# Material for this task:
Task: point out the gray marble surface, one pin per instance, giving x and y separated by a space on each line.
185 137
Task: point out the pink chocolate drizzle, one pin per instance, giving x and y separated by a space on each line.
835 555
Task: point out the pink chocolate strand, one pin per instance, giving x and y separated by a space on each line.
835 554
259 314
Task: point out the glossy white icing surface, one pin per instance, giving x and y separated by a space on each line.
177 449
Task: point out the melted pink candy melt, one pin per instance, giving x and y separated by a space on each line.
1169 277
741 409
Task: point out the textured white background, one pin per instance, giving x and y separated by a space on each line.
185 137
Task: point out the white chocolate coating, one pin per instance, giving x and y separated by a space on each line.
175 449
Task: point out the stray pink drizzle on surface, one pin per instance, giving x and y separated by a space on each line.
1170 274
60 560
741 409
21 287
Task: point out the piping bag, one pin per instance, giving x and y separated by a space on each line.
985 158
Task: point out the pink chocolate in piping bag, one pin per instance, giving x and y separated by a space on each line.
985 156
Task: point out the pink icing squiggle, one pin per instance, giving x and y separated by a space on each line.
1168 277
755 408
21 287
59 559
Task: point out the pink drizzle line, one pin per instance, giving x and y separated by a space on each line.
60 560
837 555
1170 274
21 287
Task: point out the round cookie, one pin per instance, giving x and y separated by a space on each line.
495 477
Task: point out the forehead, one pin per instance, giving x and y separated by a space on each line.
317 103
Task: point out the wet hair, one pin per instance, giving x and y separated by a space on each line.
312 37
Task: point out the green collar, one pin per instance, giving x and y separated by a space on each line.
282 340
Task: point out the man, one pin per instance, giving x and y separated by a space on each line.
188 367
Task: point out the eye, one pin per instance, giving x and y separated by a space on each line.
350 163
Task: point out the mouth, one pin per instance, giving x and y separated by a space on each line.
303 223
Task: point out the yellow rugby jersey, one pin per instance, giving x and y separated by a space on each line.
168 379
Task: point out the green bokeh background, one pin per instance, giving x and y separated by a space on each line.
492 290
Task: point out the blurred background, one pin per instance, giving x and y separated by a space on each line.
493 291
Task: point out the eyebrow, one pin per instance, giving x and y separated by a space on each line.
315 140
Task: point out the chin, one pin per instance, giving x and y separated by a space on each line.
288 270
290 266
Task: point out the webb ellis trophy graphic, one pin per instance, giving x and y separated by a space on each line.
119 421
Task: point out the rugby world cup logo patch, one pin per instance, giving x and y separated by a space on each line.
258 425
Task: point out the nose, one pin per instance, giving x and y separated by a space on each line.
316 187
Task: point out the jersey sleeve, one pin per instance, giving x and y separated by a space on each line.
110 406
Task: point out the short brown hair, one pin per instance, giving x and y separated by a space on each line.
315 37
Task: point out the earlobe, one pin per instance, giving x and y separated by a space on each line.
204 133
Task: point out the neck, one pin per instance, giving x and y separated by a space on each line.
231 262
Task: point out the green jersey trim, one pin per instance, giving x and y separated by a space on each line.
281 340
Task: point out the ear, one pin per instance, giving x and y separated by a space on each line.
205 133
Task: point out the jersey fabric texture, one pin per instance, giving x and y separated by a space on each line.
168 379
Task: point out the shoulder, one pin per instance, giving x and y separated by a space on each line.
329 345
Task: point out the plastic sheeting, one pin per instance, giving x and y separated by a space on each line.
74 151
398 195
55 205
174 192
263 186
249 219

...

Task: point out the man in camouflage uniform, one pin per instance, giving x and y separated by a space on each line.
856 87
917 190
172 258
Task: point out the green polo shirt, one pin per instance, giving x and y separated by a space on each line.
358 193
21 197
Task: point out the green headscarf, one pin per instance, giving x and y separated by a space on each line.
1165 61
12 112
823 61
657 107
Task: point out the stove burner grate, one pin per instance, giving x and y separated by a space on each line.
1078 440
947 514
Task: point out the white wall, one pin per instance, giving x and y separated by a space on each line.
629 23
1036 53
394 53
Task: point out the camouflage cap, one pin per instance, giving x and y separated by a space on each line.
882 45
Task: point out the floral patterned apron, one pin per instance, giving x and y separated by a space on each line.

# Exercise aim:
In the rows above, find every line that contains the string "background" and copy each one. Case counts.

# Answer in full:
Task: point out the textured white background, one pin per instance, giving x and y separated by a space on each line.
Task: point out the green bokeh background, one pin per instance, giving x and y separated by a space on each line.
Task: point out the blurred background, one pin per instance, giving x and y separated by a space on each line.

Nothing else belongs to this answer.